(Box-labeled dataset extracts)
☆ ☆ ☆ ☆ ☆ ☆ ☆
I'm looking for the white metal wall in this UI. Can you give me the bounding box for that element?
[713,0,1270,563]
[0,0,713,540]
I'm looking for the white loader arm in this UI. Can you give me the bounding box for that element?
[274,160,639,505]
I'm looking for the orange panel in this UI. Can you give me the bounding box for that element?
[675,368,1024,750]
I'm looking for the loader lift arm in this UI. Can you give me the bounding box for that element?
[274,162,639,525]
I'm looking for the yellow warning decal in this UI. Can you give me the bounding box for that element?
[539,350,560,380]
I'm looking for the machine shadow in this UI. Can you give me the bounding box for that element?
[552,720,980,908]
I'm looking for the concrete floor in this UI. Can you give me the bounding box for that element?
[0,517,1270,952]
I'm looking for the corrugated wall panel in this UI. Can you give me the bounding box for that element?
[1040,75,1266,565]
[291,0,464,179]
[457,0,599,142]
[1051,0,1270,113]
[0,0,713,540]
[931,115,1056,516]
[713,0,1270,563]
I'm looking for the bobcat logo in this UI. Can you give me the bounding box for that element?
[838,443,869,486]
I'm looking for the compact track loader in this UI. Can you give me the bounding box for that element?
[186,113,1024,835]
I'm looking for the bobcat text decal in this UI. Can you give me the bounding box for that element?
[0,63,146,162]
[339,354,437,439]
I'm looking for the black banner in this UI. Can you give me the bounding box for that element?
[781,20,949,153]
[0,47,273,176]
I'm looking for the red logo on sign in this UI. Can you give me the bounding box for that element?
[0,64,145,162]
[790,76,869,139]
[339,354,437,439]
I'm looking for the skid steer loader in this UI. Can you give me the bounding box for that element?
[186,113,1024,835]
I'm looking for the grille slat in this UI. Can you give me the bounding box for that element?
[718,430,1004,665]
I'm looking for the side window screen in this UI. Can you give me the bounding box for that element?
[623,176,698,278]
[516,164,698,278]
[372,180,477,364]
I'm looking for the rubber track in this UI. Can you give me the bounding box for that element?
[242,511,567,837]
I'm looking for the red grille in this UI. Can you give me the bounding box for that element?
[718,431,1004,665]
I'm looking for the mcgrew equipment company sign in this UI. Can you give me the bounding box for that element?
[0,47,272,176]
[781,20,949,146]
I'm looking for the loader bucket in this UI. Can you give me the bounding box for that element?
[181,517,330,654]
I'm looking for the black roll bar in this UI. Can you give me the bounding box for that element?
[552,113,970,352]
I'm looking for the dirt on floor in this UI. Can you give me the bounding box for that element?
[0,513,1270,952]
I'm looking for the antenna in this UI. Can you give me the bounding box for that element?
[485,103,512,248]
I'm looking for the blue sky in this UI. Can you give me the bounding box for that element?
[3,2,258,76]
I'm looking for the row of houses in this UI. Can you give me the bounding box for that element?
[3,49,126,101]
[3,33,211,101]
☆ ☆ ☆ ☆ ☆ ☆ ☆
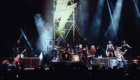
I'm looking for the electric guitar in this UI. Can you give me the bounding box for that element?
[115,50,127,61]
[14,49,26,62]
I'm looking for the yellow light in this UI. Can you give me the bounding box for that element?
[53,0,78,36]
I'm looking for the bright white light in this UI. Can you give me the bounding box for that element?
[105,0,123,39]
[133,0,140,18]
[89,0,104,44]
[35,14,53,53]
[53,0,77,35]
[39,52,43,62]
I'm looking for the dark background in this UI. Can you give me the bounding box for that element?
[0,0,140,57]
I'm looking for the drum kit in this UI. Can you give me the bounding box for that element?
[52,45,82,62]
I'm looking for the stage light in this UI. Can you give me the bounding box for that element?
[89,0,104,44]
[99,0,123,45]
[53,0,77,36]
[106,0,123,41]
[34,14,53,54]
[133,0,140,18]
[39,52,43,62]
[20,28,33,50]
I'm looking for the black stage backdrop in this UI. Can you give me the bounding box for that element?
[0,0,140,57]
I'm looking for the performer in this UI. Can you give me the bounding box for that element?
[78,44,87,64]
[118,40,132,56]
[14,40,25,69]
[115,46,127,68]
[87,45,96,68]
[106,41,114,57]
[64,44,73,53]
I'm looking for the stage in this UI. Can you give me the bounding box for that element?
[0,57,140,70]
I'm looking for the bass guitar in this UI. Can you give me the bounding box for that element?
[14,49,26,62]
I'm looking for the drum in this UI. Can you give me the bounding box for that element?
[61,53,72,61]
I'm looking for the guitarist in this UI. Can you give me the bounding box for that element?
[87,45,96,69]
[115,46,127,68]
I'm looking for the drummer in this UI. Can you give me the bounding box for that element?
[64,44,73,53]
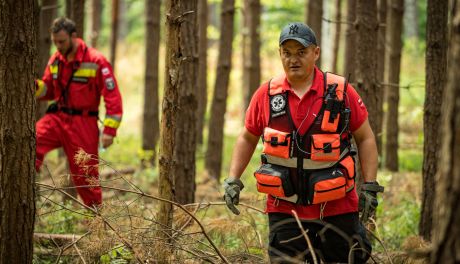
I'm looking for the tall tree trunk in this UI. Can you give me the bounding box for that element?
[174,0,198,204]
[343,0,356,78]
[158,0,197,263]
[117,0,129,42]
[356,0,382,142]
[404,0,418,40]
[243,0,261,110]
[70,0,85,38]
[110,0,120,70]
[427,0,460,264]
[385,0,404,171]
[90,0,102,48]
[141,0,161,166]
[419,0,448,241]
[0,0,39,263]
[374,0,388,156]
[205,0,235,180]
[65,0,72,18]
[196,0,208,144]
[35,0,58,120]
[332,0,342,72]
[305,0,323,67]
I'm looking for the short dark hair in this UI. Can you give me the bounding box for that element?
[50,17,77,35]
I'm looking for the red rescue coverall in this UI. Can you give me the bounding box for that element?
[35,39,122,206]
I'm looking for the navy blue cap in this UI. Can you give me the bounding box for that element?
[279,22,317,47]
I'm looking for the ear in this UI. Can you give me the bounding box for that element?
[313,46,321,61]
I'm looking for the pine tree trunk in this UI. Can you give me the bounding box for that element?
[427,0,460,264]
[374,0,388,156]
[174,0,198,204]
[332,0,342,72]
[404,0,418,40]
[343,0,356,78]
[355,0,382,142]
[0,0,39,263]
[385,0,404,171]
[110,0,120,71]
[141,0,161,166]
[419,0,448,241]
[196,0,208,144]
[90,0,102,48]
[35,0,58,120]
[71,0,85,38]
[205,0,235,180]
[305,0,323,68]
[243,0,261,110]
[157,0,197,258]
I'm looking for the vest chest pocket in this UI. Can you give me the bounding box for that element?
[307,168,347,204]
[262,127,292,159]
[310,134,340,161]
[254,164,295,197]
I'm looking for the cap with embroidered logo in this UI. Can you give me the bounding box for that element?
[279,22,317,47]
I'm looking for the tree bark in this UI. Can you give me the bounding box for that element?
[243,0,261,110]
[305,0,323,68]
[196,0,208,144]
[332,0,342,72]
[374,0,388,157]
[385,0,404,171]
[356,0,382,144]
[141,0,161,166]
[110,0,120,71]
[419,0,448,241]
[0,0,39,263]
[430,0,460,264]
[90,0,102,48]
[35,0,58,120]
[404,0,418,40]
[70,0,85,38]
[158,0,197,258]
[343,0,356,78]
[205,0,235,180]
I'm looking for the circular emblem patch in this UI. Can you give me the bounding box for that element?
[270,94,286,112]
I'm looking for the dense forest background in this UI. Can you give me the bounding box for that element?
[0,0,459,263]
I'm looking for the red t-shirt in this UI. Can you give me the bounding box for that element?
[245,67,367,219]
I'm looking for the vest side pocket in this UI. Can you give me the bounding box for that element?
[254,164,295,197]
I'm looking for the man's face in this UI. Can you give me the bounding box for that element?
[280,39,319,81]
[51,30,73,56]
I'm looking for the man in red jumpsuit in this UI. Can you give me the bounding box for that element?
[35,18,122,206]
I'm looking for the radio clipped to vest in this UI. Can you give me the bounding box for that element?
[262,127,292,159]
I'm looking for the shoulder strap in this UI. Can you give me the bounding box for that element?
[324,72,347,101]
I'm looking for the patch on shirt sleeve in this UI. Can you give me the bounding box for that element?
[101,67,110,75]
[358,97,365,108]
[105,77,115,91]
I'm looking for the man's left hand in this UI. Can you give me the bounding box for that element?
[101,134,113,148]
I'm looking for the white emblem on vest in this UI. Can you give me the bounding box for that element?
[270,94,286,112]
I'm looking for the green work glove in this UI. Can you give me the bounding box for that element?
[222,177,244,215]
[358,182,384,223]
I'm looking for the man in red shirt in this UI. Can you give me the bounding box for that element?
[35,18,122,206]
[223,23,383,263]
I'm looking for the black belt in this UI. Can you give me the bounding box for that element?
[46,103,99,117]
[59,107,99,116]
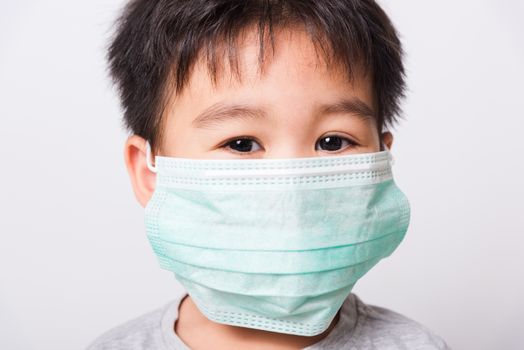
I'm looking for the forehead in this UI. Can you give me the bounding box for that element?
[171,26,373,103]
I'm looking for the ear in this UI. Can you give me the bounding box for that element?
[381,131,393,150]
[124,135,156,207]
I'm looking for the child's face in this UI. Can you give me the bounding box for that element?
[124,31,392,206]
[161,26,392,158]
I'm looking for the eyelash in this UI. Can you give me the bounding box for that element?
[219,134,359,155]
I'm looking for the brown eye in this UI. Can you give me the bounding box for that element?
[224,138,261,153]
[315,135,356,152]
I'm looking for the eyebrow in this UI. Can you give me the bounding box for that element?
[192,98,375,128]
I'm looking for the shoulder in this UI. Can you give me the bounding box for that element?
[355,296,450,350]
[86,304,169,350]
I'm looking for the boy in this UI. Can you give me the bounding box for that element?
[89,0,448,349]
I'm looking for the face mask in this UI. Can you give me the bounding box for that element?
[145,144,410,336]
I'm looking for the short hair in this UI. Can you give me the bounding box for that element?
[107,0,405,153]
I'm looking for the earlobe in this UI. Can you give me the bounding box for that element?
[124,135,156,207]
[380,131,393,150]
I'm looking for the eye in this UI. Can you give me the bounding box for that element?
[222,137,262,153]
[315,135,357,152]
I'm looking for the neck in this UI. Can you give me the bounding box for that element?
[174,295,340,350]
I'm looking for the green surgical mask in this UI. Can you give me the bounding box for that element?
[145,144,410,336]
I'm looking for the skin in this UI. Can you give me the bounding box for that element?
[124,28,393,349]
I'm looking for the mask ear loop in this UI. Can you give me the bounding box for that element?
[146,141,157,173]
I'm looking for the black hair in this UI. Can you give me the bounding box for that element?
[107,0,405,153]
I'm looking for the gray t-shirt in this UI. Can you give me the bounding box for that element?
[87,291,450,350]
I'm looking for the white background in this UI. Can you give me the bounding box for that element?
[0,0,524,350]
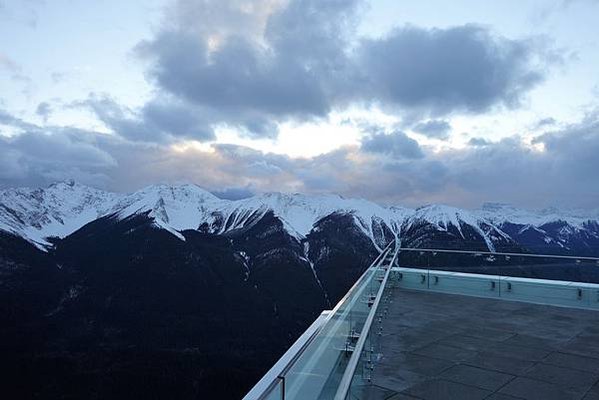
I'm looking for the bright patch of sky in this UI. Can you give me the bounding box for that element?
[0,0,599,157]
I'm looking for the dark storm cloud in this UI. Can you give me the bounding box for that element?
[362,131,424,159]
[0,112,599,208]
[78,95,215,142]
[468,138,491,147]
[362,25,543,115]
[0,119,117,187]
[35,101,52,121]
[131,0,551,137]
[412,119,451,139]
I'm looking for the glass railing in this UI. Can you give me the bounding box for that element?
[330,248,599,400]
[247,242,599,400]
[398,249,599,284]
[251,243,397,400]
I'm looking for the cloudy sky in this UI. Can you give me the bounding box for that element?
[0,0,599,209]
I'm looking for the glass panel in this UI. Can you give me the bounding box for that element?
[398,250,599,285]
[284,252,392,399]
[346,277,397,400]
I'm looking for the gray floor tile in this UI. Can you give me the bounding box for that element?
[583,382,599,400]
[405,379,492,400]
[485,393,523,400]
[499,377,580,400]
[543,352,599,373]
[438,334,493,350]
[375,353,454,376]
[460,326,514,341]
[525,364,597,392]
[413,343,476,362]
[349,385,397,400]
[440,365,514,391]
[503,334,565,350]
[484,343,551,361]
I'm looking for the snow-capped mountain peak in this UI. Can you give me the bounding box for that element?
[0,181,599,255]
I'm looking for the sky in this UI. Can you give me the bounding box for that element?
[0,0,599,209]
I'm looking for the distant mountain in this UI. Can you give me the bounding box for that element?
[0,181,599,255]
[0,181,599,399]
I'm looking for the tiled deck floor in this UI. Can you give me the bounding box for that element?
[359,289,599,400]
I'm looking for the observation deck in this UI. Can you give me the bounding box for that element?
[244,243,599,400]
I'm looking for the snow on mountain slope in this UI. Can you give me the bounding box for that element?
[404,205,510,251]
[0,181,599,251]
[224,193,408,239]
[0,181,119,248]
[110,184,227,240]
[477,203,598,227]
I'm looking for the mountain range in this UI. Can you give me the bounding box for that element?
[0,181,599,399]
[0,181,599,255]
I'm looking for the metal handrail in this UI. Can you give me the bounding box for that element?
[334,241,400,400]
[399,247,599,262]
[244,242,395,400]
☆ ☆ ☆ ☆ ☆ ☆ ☆
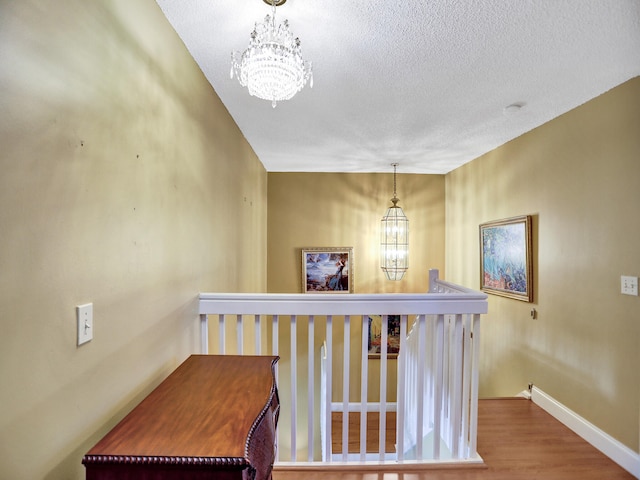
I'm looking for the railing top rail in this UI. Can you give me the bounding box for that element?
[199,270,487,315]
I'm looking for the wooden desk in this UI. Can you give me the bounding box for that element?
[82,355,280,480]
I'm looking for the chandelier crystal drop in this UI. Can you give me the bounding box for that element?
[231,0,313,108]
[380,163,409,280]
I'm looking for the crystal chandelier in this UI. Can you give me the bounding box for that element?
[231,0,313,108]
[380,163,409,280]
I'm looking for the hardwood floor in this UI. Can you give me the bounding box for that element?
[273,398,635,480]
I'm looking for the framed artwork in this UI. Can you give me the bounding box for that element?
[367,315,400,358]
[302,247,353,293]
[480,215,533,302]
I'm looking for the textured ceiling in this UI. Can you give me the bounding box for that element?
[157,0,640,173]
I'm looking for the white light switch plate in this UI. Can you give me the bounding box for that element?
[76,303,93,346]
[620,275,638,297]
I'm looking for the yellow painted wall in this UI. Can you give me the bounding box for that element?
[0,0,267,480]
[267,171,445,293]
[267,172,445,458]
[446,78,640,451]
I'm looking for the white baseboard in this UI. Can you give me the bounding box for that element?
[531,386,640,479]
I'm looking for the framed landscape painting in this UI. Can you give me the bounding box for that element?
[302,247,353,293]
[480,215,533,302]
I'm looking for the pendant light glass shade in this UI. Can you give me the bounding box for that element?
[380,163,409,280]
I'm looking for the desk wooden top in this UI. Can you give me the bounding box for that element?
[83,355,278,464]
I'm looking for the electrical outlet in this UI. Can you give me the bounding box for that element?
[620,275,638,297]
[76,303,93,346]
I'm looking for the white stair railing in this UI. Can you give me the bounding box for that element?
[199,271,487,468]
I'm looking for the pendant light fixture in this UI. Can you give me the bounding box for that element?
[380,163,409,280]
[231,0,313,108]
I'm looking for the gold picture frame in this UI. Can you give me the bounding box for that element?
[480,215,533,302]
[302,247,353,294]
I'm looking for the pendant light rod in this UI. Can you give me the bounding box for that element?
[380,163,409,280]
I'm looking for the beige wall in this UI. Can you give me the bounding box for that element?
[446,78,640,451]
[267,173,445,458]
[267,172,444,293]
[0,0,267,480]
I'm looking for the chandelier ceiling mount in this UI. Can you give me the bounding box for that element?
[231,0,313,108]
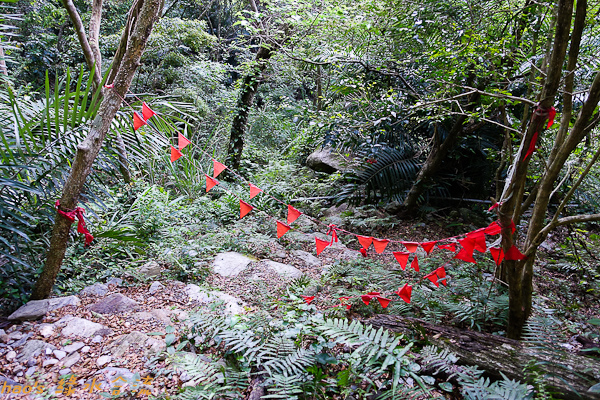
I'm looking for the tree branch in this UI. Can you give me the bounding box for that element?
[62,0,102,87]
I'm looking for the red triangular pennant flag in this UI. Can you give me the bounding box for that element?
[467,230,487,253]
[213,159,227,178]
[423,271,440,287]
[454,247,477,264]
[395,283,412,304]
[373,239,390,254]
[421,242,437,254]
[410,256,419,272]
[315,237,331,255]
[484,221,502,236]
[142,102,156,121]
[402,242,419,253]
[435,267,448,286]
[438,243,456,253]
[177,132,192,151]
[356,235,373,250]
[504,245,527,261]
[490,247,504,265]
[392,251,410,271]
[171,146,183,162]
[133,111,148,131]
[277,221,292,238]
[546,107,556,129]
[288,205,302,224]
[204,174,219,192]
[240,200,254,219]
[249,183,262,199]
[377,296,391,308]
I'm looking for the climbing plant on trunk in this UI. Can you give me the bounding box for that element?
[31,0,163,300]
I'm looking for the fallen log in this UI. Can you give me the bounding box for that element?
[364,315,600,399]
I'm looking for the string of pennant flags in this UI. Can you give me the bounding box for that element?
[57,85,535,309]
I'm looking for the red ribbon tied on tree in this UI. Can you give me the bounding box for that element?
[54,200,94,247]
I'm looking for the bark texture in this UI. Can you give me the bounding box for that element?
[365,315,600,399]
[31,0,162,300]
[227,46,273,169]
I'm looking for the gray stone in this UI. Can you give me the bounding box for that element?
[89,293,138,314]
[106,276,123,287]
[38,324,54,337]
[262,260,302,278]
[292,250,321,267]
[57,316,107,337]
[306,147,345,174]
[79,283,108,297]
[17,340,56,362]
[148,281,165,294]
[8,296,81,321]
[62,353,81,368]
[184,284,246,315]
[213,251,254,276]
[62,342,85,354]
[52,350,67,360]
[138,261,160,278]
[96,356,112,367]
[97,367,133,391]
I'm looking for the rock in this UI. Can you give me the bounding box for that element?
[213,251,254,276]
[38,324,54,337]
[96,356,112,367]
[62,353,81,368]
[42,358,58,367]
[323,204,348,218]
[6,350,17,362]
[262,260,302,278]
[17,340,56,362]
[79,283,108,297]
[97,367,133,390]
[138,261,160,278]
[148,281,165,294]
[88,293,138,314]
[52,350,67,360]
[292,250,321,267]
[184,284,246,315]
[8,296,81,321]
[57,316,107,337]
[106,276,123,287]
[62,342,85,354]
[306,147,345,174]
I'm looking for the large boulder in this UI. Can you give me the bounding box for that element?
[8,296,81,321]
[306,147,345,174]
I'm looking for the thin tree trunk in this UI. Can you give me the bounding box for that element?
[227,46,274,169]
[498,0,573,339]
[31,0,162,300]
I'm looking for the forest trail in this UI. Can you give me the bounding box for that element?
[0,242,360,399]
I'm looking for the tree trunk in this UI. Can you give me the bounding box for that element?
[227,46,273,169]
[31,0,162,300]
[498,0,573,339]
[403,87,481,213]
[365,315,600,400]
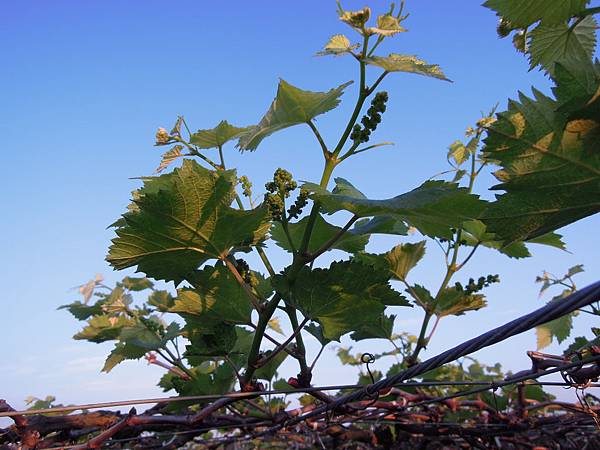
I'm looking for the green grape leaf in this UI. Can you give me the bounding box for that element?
☆ ☆ ☆ ☆ ☆ ☆ ☆
THE TASK: Copy the rows from the line with "I'm looking for the white metal" up to and including the line with "[552,720,980,908]", switching each "bounding box" to "box coordinates" and keeping everything else unchanged.

ANSWER FOR THE TASK:
I'm looking for the white metal wall in this UI. Can you give me the box coordinates for that element?
[713,0,1270,563]
[0,0,713,540]
I'm looking for the white loader arm in this UI. Can you give me the box coordinates for that element?
[274,160,639,505]
I'm looking for the orange panel in this UI. Can you give me the box coordinates for that element?
[675,368,1024,750]
I'm looking for the loader lift arm in this UI. Can you give me the box coordinates for that element?
[274,162,639,525]
I'm looking for the yellow warning decal in this UI. Can you give me the box coordinates for that element?
[539,350,560,380]
I'm looking for the machine shadow in this UI. Can you give me the box coordinates for that element?
[552,720,980,908]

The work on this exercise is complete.